Please extract the lines of the entries below and reproduce them exactly, leaving out the pictures.

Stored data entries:
▶

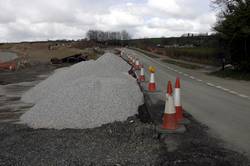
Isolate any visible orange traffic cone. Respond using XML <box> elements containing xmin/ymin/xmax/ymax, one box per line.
<box><xmin>135</xmin><ymin>59</ymin><xmax>140</xmax><ymax>70</ymax></box>
<box><xmin>159</xmin><ymin>81</ymin><xmax>186</xmax><ymax>133</ymax></box>
<box><xmin>174</xmin><ymin>77</ymin><xmax>183</xmax><ymax>122</ymax></box>
<box><xmin>139</xmin><ymin>65</ymin><xmax>145</xmax><ymax>82</ymax></box>
<box><xmin>148</xmin><ymin>66</ymin><xmax>156</xmax><ymax>92</ymax></box>
<box><xmin>132</xmin><ymin>58</ymin><xmax>135</xmax><ymax>66</ymax></box>
<box><xmin>162</xmin><ymin>81</ymin><xmax>177</xmax><ymax>130</ymax></box>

◀

Problem solution:
Isolate any visible orange traffic cone. Respond using XML <box> elements containing xmin/ymin/xmax/ymax, one box per line.
<box><xmin>135</xmin><ymin>59</ymin><xmax>140</xmax><ymax>70</ymax></box>
<box><xmin>159</xmin><ymin>81</ymin><xmax>186</xmax><ymax>133</ymax></box>
<box><xmin>174</xmin><ymin>77</ymin><xmax>183</xmax><ymax>122</ymax></box>
<box><xmin>139</xmin><ymin>65</ymin><xmax>145</xmax><ymax>82</ymax></box>
<box><xmin>148</xmin><ymin>66</ymin><xmax>156</xmax><ymax>92</ymax></box>
<box><xmin>132</xmin><ymin>58</ymin><xmax>135</xmax><ymax>66</ymax></box>
<box><xmin>162</xmin><ymin>81</ymin><xmax>177</xmax><ymax>130</ymax></box>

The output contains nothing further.